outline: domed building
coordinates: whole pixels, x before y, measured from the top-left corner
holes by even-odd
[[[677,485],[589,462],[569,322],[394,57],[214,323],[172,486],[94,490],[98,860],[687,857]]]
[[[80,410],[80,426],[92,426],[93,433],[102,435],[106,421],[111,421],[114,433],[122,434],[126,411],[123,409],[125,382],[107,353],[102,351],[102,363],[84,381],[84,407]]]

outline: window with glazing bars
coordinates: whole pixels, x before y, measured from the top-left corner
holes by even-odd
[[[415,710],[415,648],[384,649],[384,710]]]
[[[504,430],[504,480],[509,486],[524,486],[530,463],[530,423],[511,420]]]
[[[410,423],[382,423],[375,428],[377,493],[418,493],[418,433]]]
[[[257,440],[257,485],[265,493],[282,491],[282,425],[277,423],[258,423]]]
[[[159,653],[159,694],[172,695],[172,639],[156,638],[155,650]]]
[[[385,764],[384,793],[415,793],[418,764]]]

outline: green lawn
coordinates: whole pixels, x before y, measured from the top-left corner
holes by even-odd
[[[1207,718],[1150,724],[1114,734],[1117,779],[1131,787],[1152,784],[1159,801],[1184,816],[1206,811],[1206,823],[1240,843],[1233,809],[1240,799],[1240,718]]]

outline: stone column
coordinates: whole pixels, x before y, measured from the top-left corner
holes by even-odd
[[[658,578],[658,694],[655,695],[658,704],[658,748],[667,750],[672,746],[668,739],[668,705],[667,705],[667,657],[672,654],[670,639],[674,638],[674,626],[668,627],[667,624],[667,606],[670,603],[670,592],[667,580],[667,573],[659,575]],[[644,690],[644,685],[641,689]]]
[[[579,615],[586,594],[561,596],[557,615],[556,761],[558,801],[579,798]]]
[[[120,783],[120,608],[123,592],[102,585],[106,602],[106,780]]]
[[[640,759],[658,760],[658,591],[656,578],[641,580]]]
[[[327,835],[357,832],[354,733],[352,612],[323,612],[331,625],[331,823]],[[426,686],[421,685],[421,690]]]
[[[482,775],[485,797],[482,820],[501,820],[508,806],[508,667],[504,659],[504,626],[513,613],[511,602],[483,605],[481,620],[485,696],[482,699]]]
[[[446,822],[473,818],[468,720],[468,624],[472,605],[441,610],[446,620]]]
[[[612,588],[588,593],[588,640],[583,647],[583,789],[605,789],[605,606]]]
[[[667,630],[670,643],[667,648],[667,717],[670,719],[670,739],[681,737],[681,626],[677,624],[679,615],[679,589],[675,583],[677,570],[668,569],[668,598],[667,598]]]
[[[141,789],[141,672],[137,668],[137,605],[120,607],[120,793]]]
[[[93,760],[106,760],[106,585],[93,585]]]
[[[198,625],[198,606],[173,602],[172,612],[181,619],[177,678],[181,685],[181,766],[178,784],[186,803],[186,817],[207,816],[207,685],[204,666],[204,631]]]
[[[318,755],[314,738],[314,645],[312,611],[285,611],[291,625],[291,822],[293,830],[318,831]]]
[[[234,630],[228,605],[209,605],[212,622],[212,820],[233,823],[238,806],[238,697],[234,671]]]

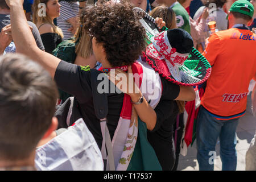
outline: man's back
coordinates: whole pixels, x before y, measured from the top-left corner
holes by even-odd
[[[232,28],[213,34],[209,40],[204,55],[213,67],[201,104],[218,116],[241,116],[256,72],[256,35]]]

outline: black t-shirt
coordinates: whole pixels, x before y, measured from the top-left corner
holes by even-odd
[[[100,121],[96,118],[94,110],[90,82],[90,71],[96,72],[96,76],[102,73],[101,71],[96,69],[86,69],[82,67],[61,61],[56,69],[55,80],[60,89],[76,97],[80,104],[79,106],[83,119],[94,137],[98,146],[101,148],[102,137]],[[158,130],[162,122],[171,115],[173,104],[171,101],[165,100],[174,100],[177,97],[179,93],[179,86],[178,85],[172,84],[164,78],[162,81],[163,85],[162,95],[164,100],[160,100],[155,109],[157,115],[157,124],[154,130]],[[108,81],[109,88],[110,89],[113,86],[113,84],[109,80]],[[114,85],[114,86],[115,88]],[[119,119],[120,113],[122,108],[123,96],[123,93],[108,94],[107,125],[112,138],[114,136]]]

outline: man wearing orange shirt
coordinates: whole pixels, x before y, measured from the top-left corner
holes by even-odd
[[[218,137],[222,169],[236,169],[236,131],[246,109],[250,81],[256,73],[256,35],[247,27],[254,11],[247,1],[233,3],[228,14],[229,29],[212,35],[203,53],[212,69],[197,117],[200,170],[213,170]]]

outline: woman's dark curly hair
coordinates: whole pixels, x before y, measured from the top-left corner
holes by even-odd
[[[121,1],[114,5],[98,3],[85,13],[83,27],[102,43],[112,67],[133,63],[146,47],[146,31],[133,10],[133,5]]]

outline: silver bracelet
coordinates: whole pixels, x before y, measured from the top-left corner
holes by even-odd
[[[131,104],[134,104],[134,105],[139,105],[139,104],[142,104],[143,102],[143,100],[144,100],[144,97],[143,97],[143,95],[142,94],[141,97],[139,98],[139,101],[135,102],[133,102],[131,99]]]

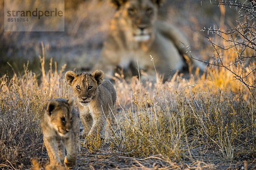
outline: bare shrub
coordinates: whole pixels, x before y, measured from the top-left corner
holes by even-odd
[[[239,16],[236,28],[225,30],[212,26],[202,30],[216,36],[215,40],[207,37],[214,51],[212,61],[207,63],[224,68],[234,79],[240,81],[250,91],[254,91],[255,76],[249,76],[256,75],[255,1],[215,0],[213,4],[234,8]]]

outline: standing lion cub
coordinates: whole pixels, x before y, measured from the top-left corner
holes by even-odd
[[[46,169],[61,169],[63,162],[68,168],[76,164],[80,150],[80,128],[78,113],[72,106],[74,100],[55,99],[42,110],[40,124],[50,161]]]
[[[77,74],[67,71],[65,79],[77,96],[77,102],[81,122],[84,126],[82,136],[87,136],[93,139],[98,133],[101,134],[106,123],[110,120],[111,112],[116,112],[116,95],[112,83],[103,79],[104,74],[97,70],[92,74],[87,72]],[[109,127],[106,126],[106,128]],[[106,130],[105,139],[110,137]],[[85,144],[86,140],[84,144]]]

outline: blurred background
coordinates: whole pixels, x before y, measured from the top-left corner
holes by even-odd
[[[26,0],[23,1],[27,5]],[[23,73],[23,63],[26,65],[28,61],[29,69],[39,74],[42,44],[46,69],[52,58],[58,63],[58,70],[65,64],[66,70],[90,70],[100,55],[115,11],[110,1],[65,0],[64,32],[7,32],[3,24],[4,1],[0,0],[0,76]],[[238,17],[234,8],[218,6],[214,2],[167,0],[159,12],[160,19],[182,31],[190,42],[193,55],[203,60],[209,60],[212,55],[212,47],[205,37],[212,39],[215,35],[201,30],[213,26],[233,28]]]

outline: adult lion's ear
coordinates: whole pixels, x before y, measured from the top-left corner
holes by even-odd
[[[153,3],[156,3],[158,6],[160,6],[165,2],[166,0],[152,0]]]
[[[47,107],[46,108],[46,111],[47,113],[49,115],[51,116],[52,114],[52,111],[55,108],[56,108],[58,105],[58,103],[54,100],[52,100],[49,102],[47,104]]]
[[[94,77],[97,81],[98,85],[101,84],[104,78],[104,73],[100,70],[97,70],[92,74],[93,77]]]
[[[128,0],[111,0],[111,3],[113,5],[117,10],[120,8],[121,6],[125,4]]]
[[[72,71],[68,71],[66,73],[65,79],[69,85],[71,85],[71,83],[77,76],[76,74]]]

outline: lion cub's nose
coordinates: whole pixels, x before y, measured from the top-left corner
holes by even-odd
[[[81,97],[81,99],[82,99],[84,100],[86,100],[86,99],[87,99],[87,98],[88,98],[88,97],[86,97],[86,98],[82,98],[82,97]]]
[[[143,31],[144,29],[146,28],[148,26],[145,24],[140,24],[137,26],[138,28],[141,31]]]

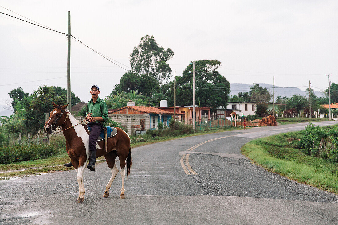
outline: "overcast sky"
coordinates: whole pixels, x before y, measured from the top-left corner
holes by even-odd
[[[274,76],[277,86],[305,90],[311,80],[321,91],[328,73],[338,82],[337,1],[1,0],[0,6],[65,33],[70,11],[74,36],[128,66],[149,34],[173,51],[173,74],[194,60],[215,59],[231,83],[272,84]],[[0,101],[18,87],[30,93],[44,84],[67,88],[65,36],[3,14],[0,31]],[[86,102],[92,84],[104,98],[126,72],[73,40],[71,54],[71,90]]]

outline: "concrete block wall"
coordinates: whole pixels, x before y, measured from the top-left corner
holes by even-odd
[[[125,128],[124,131],[129,135],[135,135],[135,130],[141,128],[141,120],[144,120],[144,129],[146,130],[150,127],[149,116],[147,114],[111,114],[108,115],[112,120],[121,124],[121,126]],[[85,117],[76,117],[75,119],[79,121],[84,119]]]
[[[144,128],[146,130],[149,129],[149,116],[148,114],[119,115],[109,115],[109,118],[116,122],[121,124],[121,126],[125,128],[124,131],[129,135],[135,135],[135,130],[141,130],[141,120],[144,120]]]

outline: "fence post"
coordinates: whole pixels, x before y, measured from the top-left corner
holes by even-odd
[[[19,134],[19,139],[18,141],[18,143],[19,145],[21,144],[21,133]]]
[[[27,145],[29,145],[29,143],[30,142],[30,133],[28,133],[28,142],[27,142]]]
[[[46,113],[46,123],[47,123],[47,121],[48,121],[48,119],[49,119],[49,113]],[[46,141],[46,144],[47,144],[49,145],[49,134],[47,133],[47,137],[45,141]],[[45,139],[44,138],[44,140]]]
[[[39,144],[39,136],[40,135],[40,131],[41,130],[39,129],[39,131],[38,131],[38,142],[37,143],[37,145]]]
[[[9,136],[10,135],[10,134],[8,134],[8,136],[7,136],[7,142],[6,143],[6,146],[7,147],[8,147],[9,145],[9,140],[10,140],[10,137]]]

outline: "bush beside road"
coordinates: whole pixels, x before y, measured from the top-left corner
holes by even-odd
[[[337,128],[322,129],[330,132]],[[320,148],[322,146],[319,146],[319,143],[318,146],[312,146],[314,147],[312,148],[311,152],[304,146],[307,142],[304,139],[311,135],[314,136],[312,141],[314,142],[316,135],[309,135],[305,131],[260,138],[244,145],[241,152],[254,163],[269,171],[338,194],[338,163],[335,151],[331,150],[331,140],[333,139],[329,135],[327,136],[325,149]],[[317,148],[320,149],[320,151],[313,151]],[[334,146],[334,150],[335,148]]]

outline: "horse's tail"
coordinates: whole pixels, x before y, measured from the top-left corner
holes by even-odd
[[[130,174],[130,169],[131,168],[131,152],[130,151],[130,146],[129,146],[129,153],[127,158],[127,178]]]

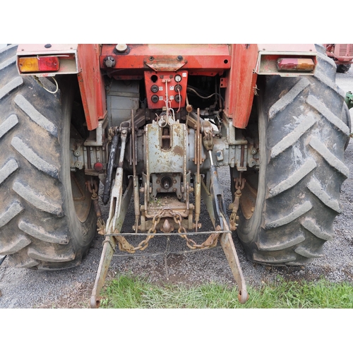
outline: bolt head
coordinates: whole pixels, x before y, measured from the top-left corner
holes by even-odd
[[[128,46],[127,46],[127,44],[116,44],[116,47],[115,47],[115,49],[119,53],[124,53],[128,49]]]

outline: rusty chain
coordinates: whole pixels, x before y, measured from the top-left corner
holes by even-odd
[[[230,230],[234,231],[237,229],[237,222],[239,220],[239,216],[237,215],[239,208],[240,198],[241,197],[241,190],[244,188],[245,182],[246,181],[241,176],[240,173],[239,178],[234,179],[234,186],[237,189],[234,193],[234,201],[233,203],[229,205],[229,209],[232,210],[232,214],[229,217]]]
[[[102,217],[102,211],[98,203],[98,184],[97,180],[91,178],[90,181],[86,181],[86,186],[88,191],[92,193],[91,199],[93,201],[93,207],[97,215],[97,230],[99,234],[104,235],[105,232],[105,222]]]
[[[214,248],[217,246],[220,233],[213,233],[208,238],[201,244],[197,244],[195,241],[191,239],[186,235],[186,229],[181,225],[181,215],[177,212],[173,213],[173,219],[174,222],[179,225],[178,233],[179,236],[186,241],[186,245],[191,249],[207,249]],[[216,230],[221,230],[220,227],[218,226]]]

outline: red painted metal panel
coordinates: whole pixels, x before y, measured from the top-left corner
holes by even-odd
[[[100,68],[100,44],[78,44],[78,84],[88,130],[98,126],[107,112],[104,79]]]
[[[227,77],[225,114],[233,125],[245,128],[251,112],[257,74],[257,44],[233,44],[232,68]]]
[[[119,70],[116,74],[128,75],[131,69],[176,71],[182,68],[215,75],[230,68],[228,44],[127,44],[123,53],[116,52],[115,47],[103,44],[100,57],[100,66],[104,69],[107,56],[115,60],[114,68],[108,69],[113,74],[116,70]]]

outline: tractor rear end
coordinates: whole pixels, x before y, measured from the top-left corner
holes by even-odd
[[[21,44],[0,60],[0,254],[13,265],[76,265],[97,229],[97,308],[118,249],[156,234],[193,251],[219,241],[244,303],[233,234],[250,261],[275,265],[305,264],[332,239],[349,115],[323,47]]]

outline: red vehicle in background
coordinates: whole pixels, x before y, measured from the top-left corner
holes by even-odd
[[[323,44],[326,48],[328,56],[333,59],[337,65],[337,72],[348,71],[353,63],[353,44]]]

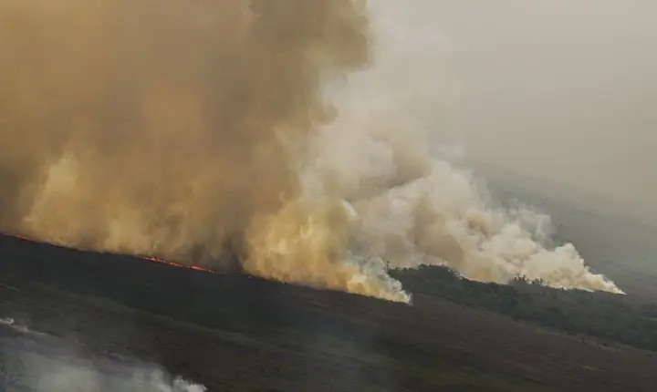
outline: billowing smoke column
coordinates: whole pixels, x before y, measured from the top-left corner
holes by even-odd
[[[0,229],[214,267],[237,253],[252,273],[393,301],[410,298],[384,260],[619,292],[419,134],[329,105],[370,63],[366,12],[0,0]]]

◆ ◆ ◆

Pouvez-vous recopier uniquement le matériel, depuis son tout début jusqu'à la ligne contenant "[[[385,764],[384,793],[415,793],[418,764]]]" incluse, en remplaçant "window with glazing bars" par "arched window" et sans rien modifier d'autre ?

outline: domed building
coordinates: whole pixels, x before y, measured from the top-left corner
holes by even-odd
[[[677,485],[589,462],[569,322],[394,57],[214,323],[172,486],[94,490],[98,860],[687,857]]]
[[[80,410],[80,426],[92,426],[93,433],[102,435],[106,421],[111,421],[114,433],[122,434],[126,411],[123,409],[125,382],[107,353],[102,351],[102,363],[84,381],[84,407]]]

outline: arched window
coordinates: whole pixels, x before y, measured from the top-left corner
holes by even-odd
[[[415,710],[415,648],[384,649],[384,710]]]
[[[504,430],[504,480],[509,486],[524,486],[530,463],[530,423],[511,420]]]
[[[410,423],[382,423],[375,428],[377,493],[418,493],[418,433]]]
[[[257,440],[257,485],[265,493],[282,491],[282,425],[277,423],[258,423]]]
[[[159,653],[159,694],[172,695],[172,639],[156,638],[155,650]]]
[[[385,764],[384,793],[415,793],[418,764]]]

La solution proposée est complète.